◆ **Given request**: Can you copy out the entire listing below word for word, including every line? Omit the picture from your copy.

◆ **Supplied material**:
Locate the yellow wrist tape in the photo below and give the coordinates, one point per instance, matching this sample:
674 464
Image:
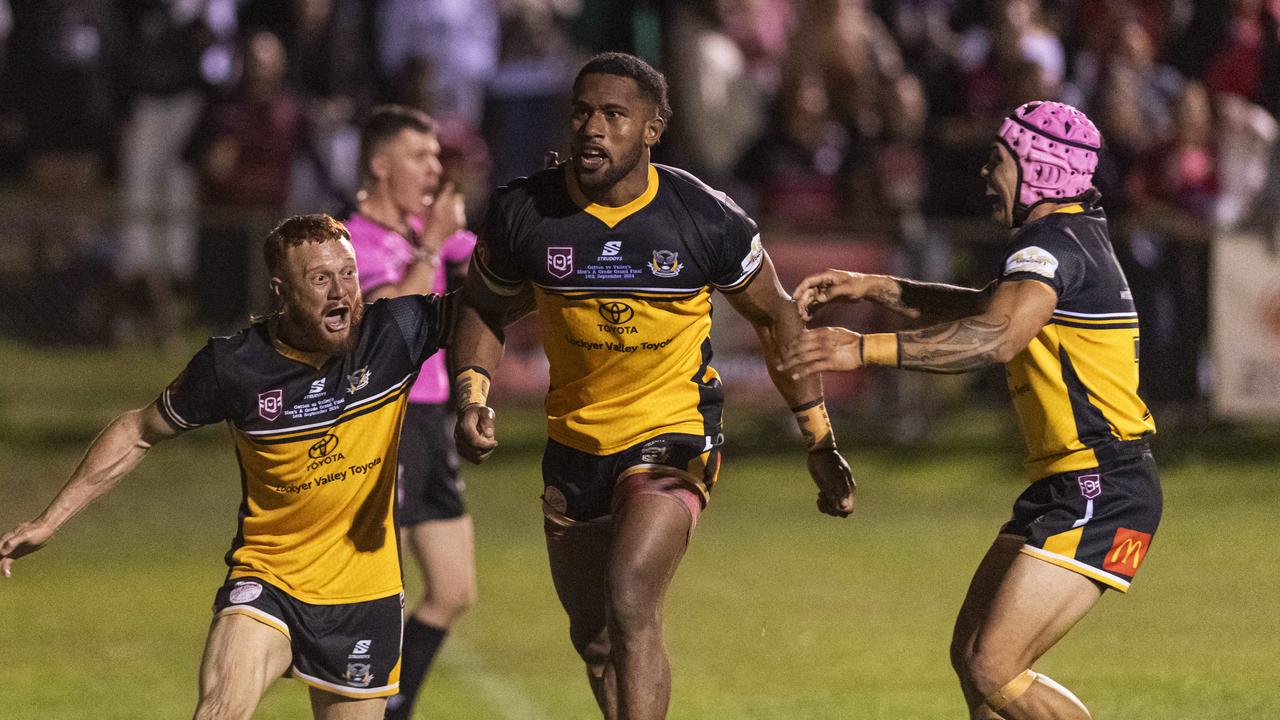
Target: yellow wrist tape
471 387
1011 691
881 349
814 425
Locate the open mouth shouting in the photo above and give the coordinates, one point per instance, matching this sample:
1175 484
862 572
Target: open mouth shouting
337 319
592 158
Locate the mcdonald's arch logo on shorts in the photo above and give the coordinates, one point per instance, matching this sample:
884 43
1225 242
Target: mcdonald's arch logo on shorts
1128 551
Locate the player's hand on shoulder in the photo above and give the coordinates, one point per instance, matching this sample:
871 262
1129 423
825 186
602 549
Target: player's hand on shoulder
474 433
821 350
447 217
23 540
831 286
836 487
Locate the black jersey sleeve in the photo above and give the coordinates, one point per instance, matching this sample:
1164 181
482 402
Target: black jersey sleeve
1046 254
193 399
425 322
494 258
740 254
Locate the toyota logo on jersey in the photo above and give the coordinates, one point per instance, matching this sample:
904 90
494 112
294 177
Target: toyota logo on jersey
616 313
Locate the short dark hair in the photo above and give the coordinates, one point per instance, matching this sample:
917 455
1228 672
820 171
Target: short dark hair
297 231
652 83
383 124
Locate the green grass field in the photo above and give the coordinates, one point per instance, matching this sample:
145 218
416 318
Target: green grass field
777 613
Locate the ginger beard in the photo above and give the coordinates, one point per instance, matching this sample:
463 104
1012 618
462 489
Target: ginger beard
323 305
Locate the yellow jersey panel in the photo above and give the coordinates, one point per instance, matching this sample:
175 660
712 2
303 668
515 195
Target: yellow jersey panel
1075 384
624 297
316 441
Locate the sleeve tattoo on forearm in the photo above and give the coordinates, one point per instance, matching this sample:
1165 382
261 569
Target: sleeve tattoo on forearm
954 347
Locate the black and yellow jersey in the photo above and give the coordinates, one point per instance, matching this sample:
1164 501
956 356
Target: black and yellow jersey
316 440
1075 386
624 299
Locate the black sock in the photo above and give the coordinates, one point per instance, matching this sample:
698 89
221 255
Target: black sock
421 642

◆ **Task answer**:
Locate the yellow wrist tape in the photo below and give the coordinates, one point per instance, matching this sample:
674 464
Image:
Target: yellow wrist tape
471 387
1011 691
881 349
814 425
Locate the open mouth shouting in the photo above and give the coordinates, one point per instance, matching this sample:
1175 484
862 572
Target: open mouth shouting
337 319
592 158
Locate the mcdonald's arch logo on shorts in the photo above and give the coordinates, one point per instance, matching this sample:
884 43
1225 242
Target: mcdonald's arch logo on shorts
1128 551
Locate the player's hand on shoulder in the photo above and give the coordinates, one point per instance, matching this sample:
871 262
1129 423
825 186
602 549
Target: player's hand on shoulder
474 433
821 350
447 217
23 540
831 286
836 487
Locate the black jersey sleeve in the photo above and give the coordinates, one point per instance, matching this sample:
1164 181
482 402
Target: black jersey sleeve
1046 254
193 399
425 322
494 258
740 254
Locate the toyota logo on jersey in the photo above and give the coordinates, one point per instance, matching this sample:
904 90
494 112
294 177
Target: toyota logo on jersey
616 313
Locate the short dark hair in the photo above and give the coordinates, one point per instance, matching this sample:
917 455
1228 672
820 171
Target: short dark hair
297 231
652 83
383 124
Locate the green grass field in the photo above and give the coordinates, one point per instance, matching this sample:
145 218
416 318
Target: green grass field
777 613
Locate the ginger beard in the photo above and give the coordinates, one point per instance, matching this sample:
463 104
1012 618
462 489
Target: ginger beard
323 305
Locate the yellow jersey panel in the photo above and give the coordinates, one point per instance, matching this sample:
175 660
712 2
303 668
515 195
Target: yellow jersey panel
1075 384
624 297
316 441
Locate the sleeve tattoo on forearm in the photo above and give the coordinates, one point per instance, matching this sample:
1165 382
261 569
Target: sleeve tattoo on forearm
954 347
Locate the black and yellow jersey in the photo above and give the coordinates, one point per instance, matching this sample:
1164 501
956 356
Target: black and yellow jersey
316 440
1075 386
624 299
Locate the black sock in the photo above and give the coordinates, one point per instance, matching this sample:
698 89
221 255
Target: black sock
421 642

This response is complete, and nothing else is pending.